Render the material from its start through the line containing "top-left (180, 99), bottom-right (260, 167)" as a two-column CSV with the headers instruction and output. Each row should hold a text in the instruction column and its answer in the output column, each in one quoted field with line breaks turned into spaces.

**Material for this task:**
>> begin

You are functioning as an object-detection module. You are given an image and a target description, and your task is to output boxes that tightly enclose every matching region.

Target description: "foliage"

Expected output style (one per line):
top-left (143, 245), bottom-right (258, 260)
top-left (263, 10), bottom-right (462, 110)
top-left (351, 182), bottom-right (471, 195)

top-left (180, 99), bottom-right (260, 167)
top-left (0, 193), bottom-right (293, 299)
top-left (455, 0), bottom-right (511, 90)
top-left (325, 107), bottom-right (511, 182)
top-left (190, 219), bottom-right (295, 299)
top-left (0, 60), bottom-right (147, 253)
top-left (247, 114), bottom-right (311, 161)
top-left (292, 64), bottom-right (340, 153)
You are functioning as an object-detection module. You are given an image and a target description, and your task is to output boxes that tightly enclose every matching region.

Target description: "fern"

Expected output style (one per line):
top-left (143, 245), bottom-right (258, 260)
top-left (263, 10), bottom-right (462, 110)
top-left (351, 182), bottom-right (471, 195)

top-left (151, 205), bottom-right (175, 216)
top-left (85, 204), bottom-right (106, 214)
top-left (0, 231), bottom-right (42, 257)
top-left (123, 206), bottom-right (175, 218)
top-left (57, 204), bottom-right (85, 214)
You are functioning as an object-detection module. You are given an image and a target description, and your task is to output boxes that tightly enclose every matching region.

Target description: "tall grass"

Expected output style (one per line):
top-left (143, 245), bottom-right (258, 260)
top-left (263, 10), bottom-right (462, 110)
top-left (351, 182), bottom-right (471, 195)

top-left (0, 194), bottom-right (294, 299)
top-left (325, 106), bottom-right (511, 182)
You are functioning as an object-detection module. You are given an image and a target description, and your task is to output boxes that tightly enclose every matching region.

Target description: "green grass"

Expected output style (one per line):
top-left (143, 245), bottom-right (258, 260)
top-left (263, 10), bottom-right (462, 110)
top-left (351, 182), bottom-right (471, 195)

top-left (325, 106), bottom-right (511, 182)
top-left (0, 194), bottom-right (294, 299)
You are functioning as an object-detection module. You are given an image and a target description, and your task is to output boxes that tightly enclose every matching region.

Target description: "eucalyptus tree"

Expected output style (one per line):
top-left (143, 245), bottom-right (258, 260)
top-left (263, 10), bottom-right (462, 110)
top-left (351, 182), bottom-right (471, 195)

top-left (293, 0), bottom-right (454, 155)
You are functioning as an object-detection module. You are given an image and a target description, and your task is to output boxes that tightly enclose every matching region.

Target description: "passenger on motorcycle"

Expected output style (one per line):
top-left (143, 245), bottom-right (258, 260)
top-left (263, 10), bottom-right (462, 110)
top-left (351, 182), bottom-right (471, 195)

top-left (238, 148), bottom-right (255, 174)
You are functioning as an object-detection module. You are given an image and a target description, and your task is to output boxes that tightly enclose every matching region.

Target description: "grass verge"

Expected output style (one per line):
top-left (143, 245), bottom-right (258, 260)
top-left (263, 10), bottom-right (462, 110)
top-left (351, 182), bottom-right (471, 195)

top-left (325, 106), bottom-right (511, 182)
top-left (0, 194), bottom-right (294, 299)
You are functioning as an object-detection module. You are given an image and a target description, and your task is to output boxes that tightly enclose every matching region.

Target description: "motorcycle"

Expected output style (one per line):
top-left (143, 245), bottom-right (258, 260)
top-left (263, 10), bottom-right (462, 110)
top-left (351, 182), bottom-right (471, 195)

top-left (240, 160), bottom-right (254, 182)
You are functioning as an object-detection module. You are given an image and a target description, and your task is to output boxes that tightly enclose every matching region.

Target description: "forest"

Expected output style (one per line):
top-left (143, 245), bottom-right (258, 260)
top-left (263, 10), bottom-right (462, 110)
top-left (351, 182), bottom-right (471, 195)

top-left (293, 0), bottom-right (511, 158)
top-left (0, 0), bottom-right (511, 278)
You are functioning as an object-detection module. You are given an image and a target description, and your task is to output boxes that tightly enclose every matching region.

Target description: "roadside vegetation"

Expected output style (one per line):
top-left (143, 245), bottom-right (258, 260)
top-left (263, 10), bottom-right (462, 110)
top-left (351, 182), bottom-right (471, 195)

>> end

**Result of the exercise:**
instruction,output
"You are functioning as an object-detection module. You are given an image and a target description, and your task is to output boxes that tightly enclose every matching region. Target description: ""foliage"" Expected output style (one per line): top-left (143, 245), bottom-right (258, 260) top-left (263, 10), bottom-right (462, 110) top-left (351, 182), bottom-right (471, 195)","top-left (180, 99), bottom-right (260, 167)"